## GIVEN INSTRUCTION:
Count the lines below that contain the string "concrete", with case counting, and give only that number.

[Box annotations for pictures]
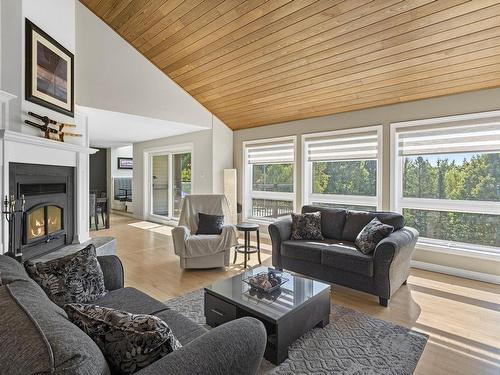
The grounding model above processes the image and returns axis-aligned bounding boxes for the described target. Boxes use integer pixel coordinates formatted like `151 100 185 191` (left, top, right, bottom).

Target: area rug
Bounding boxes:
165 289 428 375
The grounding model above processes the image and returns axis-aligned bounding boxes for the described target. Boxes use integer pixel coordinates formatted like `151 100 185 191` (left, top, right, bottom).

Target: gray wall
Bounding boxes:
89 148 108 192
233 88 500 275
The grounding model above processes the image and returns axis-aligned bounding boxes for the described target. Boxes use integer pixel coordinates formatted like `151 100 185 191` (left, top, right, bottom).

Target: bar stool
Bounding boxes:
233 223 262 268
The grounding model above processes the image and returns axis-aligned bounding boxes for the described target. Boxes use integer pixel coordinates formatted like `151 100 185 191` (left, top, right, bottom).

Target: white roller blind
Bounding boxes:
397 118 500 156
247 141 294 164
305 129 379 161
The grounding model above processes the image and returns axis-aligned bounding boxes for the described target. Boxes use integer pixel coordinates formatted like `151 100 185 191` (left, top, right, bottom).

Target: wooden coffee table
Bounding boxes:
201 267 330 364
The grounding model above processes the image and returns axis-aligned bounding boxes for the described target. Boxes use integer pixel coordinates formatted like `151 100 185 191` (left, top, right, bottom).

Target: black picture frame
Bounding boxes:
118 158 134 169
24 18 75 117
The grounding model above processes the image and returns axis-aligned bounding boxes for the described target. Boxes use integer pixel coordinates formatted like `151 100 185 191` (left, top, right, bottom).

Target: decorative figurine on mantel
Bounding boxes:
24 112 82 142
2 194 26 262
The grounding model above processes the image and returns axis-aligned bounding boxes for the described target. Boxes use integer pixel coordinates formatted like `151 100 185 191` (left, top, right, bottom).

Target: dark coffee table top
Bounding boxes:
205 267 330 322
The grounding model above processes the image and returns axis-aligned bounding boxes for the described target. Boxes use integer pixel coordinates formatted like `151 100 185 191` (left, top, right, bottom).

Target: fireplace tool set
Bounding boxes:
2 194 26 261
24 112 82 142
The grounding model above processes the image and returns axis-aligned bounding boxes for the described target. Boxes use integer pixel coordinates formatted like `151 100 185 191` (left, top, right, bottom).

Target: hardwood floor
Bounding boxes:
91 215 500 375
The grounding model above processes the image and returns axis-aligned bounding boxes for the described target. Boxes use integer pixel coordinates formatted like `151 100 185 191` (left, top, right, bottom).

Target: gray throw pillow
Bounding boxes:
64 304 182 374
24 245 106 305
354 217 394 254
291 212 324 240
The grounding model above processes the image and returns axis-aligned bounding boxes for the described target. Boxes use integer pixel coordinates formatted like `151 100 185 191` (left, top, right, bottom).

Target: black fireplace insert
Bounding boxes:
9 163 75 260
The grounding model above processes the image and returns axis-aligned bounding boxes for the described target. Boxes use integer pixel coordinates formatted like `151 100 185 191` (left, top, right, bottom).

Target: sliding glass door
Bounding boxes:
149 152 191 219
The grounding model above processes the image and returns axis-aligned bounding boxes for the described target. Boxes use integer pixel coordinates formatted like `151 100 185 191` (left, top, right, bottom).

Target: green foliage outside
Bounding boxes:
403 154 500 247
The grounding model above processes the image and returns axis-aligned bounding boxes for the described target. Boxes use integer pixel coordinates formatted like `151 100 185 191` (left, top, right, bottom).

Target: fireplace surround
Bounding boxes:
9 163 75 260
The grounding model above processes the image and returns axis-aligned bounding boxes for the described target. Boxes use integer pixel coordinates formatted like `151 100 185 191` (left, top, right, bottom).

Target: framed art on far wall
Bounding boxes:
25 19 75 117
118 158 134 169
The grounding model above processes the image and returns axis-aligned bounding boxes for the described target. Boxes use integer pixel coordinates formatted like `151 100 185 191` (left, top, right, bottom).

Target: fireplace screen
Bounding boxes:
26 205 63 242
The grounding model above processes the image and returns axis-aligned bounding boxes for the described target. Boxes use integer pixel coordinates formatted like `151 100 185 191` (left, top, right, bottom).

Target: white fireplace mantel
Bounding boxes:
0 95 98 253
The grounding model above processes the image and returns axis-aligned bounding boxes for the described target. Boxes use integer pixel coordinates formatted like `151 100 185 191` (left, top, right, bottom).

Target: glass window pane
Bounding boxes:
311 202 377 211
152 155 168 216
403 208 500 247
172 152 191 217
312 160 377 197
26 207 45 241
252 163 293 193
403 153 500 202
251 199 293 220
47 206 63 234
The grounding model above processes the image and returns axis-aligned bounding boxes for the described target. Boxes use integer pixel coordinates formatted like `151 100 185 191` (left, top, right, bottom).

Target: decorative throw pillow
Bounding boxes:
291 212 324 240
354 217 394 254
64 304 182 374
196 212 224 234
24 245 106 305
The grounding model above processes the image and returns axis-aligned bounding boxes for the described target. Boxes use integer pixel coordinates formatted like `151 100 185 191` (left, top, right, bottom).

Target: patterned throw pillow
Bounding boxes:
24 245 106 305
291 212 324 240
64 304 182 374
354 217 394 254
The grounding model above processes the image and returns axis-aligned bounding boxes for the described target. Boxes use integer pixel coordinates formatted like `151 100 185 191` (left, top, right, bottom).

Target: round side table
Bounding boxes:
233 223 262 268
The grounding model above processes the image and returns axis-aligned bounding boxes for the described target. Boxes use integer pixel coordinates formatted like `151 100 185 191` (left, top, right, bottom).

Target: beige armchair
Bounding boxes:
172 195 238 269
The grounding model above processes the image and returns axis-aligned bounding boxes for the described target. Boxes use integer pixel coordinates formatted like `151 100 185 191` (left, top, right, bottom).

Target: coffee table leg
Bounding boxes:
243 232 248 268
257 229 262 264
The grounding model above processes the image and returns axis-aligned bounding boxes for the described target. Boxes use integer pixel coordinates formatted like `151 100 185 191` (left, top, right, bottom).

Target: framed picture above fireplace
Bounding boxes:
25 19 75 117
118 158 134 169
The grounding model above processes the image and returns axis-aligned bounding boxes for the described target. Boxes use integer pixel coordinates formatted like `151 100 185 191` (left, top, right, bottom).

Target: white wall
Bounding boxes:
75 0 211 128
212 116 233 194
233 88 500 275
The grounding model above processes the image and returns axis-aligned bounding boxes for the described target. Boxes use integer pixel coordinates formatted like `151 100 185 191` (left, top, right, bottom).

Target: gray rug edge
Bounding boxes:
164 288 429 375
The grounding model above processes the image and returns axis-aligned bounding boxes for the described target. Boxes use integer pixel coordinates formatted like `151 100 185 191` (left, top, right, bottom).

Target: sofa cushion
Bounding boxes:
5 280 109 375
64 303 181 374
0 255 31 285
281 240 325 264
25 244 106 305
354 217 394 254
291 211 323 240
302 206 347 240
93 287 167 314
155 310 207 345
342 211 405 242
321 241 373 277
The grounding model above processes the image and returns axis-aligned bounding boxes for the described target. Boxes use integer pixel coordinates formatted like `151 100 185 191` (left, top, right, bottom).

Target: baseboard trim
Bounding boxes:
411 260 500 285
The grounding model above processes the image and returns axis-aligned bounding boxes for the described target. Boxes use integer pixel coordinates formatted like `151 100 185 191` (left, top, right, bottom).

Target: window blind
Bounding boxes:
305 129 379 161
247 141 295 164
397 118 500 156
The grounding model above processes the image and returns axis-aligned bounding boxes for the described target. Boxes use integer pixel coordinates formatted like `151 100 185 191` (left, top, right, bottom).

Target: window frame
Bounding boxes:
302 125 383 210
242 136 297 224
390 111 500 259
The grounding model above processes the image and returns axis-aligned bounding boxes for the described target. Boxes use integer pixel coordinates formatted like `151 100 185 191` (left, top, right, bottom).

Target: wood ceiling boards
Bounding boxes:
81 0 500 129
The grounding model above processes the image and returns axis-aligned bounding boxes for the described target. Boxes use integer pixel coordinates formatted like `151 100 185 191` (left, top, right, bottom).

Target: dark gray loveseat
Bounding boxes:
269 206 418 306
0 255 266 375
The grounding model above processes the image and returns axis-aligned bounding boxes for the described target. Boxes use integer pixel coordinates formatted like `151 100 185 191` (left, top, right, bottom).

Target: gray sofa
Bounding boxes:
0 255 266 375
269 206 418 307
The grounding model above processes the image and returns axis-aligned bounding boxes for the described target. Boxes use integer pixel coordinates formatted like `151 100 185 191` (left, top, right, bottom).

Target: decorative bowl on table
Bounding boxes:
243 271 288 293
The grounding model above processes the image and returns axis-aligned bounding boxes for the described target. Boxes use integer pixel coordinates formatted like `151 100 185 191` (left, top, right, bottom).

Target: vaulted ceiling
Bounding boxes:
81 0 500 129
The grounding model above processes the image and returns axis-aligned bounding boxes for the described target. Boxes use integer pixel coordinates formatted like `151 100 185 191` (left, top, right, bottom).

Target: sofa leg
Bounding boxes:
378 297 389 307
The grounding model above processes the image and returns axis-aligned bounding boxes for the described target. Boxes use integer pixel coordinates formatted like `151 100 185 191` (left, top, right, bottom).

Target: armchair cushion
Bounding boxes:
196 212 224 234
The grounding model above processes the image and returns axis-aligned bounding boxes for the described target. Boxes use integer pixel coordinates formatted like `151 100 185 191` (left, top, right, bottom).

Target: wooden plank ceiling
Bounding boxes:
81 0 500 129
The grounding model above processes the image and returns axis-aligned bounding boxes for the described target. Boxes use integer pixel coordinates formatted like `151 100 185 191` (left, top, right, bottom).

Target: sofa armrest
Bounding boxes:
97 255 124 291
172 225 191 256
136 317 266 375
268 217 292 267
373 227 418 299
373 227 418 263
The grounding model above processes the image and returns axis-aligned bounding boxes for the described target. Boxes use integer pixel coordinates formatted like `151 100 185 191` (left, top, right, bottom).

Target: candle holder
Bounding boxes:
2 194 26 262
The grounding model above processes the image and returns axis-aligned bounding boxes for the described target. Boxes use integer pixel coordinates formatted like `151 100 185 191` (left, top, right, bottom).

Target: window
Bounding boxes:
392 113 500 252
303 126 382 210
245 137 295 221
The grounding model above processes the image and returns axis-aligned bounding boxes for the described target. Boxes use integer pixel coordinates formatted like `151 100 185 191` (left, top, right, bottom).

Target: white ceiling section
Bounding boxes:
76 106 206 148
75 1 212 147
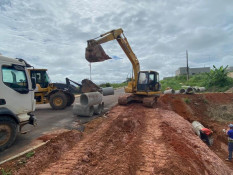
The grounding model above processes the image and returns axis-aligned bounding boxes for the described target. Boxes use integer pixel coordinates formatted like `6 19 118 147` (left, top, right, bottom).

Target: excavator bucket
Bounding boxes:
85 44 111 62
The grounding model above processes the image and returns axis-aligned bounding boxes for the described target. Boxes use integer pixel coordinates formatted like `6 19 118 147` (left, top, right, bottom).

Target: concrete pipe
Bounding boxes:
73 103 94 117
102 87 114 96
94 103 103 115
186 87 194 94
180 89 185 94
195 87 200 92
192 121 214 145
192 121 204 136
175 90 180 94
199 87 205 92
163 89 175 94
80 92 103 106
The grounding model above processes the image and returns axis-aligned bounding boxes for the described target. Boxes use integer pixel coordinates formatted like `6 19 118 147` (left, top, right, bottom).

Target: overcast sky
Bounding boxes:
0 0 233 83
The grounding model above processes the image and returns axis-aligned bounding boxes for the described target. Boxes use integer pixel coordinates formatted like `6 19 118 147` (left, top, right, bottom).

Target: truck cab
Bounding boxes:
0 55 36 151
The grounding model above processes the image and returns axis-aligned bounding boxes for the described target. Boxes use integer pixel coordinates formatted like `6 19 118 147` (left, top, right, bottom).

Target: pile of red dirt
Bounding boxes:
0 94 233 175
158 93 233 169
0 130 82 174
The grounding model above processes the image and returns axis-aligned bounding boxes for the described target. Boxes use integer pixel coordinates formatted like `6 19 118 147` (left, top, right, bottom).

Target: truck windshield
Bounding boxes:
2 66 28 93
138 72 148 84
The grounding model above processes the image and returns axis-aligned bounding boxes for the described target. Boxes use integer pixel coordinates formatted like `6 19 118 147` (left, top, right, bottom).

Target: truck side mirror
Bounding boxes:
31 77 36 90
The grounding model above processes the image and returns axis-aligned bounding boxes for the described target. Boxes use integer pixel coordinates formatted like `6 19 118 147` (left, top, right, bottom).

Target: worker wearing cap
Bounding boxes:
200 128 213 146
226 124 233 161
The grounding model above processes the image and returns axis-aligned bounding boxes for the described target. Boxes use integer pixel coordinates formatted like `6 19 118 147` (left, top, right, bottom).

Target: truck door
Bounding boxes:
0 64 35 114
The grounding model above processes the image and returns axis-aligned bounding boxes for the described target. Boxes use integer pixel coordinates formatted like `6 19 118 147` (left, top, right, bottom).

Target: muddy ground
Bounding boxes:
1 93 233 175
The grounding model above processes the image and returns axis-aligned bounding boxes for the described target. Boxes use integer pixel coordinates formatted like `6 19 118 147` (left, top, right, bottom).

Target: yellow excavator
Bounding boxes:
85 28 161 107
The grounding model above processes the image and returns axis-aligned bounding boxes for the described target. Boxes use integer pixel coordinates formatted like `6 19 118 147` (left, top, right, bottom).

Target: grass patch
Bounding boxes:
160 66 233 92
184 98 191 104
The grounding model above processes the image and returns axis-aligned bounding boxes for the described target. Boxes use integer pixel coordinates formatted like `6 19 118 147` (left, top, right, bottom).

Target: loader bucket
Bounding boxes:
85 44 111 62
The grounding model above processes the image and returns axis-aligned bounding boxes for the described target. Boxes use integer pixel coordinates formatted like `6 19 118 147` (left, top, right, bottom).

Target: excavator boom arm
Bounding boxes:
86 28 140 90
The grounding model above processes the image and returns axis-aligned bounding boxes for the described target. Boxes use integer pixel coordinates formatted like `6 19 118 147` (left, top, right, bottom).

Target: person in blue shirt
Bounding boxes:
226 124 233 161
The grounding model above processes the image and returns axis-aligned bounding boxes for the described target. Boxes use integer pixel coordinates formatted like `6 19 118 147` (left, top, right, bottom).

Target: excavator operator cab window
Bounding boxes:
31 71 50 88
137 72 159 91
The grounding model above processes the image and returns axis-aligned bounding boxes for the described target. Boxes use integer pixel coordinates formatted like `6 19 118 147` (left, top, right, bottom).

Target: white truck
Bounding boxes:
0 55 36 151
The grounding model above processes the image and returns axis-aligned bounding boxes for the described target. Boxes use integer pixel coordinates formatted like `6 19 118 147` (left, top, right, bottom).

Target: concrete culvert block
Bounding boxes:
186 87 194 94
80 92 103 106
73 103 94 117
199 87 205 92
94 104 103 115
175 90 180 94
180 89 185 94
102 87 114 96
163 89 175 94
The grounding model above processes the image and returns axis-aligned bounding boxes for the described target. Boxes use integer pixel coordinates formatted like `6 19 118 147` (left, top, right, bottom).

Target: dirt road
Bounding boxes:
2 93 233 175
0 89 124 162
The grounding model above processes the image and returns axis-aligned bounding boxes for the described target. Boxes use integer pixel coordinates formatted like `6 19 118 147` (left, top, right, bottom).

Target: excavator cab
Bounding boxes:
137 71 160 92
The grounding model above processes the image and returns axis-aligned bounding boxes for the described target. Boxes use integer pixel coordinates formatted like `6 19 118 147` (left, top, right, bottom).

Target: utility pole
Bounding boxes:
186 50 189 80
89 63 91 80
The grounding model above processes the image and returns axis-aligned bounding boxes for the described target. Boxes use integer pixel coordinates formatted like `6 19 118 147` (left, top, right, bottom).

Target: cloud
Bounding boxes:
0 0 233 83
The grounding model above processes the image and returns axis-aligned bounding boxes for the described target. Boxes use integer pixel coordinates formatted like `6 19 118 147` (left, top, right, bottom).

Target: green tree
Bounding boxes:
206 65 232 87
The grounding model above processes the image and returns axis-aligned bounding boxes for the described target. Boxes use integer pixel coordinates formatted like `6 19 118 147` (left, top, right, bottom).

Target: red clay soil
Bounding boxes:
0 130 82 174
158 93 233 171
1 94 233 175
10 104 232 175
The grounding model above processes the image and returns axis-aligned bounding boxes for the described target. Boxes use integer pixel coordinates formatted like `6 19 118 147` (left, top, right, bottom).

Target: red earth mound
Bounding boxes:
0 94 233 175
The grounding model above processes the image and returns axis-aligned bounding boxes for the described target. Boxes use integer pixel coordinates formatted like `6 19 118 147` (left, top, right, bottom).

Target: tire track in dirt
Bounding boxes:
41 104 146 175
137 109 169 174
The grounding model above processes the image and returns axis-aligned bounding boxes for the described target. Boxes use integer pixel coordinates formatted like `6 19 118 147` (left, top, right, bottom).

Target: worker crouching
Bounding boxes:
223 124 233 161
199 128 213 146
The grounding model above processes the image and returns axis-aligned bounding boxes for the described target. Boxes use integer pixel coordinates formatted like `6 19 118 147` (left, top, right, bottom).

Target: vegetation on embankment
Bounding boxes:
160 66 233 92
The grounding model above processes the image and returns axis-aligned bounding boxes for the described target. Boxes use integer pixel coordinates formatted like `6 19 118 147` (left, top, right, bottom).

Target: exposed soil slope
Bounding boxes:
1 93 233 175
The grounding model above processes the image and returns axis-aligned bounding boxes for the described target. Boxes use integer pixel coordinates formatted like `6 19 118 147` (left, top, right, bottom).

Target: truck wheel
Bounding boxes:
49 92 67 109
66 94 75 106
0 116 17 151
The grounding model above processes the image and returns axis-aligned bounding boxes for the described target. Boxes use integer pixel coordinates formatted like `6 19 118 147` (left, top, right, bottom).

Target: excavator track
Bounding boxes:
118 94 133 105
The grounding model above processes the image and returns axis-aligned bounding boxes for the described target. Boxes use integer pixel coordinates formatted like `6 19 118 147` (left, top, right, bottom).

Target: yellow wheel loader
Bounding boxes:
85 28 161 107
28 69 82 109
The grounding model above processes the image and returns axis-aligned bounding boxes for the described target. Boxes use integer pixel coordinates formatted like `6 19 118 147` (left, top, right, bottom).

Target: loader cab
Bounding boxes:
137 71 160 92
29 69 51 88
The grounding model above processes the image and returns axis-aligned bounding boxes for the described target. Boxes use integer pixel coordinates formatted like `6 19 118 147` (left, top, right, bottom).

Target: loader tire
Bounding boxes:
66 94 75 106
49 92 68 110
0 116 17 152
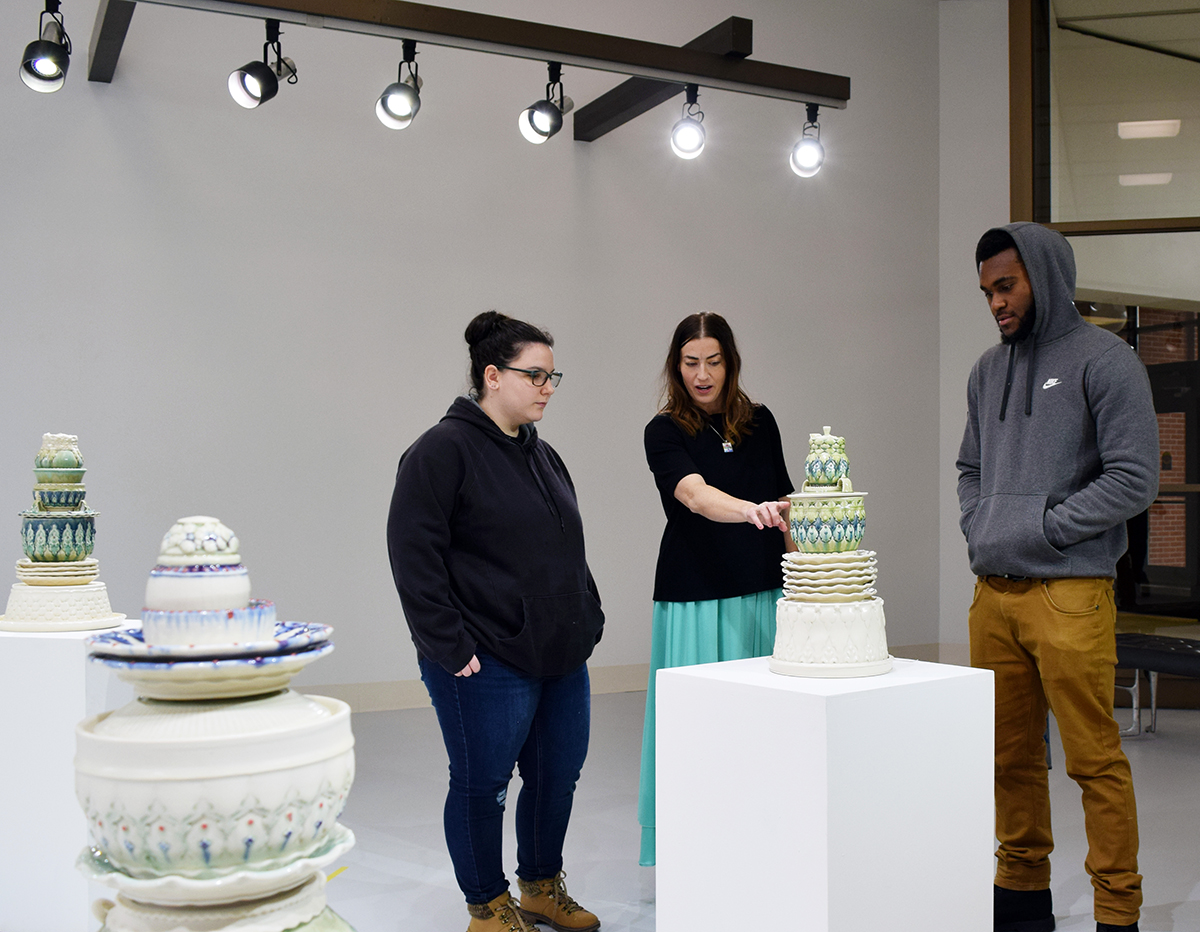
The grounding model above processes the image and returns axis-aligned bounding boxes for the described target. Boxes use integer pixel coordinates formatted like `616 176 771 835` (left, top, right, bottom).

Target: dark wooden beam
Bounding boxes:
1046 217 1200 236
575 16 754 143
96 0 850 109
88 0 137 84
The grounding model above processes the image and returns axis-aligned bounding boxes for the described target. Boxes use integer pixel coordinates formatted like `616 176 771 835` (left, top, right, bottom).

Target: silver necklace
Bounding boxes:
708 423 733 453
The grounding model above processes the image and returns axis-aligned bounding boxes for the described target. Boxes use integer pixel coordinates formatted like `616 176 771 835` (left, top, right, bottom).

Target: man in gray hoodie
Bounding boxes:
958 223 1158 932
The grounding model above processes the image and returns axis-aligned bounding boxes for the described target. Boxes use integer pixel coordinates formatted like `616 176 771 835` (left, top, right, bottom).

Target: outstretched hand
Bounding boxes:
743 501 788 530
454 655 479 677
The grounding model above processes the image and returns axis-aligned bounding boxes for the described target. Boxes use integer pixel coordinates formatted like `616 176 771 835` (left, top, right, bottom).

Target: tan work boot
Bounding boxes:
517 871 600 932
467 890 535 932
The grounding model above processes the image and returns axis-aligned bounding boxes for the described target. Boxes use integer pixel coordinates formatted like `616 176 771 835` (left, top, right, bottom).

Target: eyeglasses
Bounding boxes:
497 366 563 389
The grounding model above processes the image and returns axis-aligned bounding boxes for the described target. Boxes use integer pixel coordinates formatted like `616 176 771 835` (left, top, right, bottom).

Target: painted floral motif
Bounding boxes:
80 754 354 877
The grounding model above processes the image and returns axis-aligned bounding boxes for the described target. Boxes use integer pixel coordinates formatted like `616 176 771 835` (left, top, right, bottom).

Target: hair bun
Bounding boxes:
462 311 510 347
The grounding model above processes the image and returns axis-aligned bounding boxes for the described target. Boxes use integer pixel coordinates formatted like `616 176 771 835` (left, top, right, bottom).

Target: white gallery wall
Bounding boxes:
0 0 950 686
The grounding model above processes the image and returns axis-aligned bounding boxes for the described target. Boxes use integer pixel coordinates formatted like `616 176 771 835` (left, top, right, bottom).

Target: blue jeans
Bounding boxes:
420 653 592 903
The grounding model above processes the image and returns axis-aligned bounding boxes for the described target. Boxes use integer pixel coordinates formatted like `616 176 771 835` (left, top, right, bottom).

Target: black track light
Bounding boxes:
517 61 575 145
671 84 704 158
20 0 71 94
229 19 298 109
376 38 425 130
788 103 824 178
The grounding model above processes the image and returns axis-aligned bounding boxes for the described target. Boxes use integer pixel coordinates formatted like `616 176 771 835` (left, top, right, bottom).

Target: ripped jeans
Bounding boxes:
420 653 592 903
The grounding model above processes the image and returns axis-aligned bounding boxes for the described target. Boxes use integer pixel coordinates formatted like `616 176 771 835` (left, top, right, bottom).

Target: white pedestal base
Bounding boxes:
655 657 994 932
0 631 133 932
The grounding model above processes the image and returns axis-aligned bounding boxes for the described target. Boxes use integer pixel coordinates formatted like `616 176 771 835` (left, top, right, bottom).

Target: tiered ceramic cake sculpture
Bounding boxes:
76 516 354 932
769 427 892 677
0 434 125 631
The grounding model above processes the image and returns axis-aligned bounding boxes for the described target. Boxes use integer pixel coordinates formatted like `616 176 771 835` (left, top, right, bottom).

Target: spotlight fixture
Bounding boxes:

## SOLVED PROBLEM:
2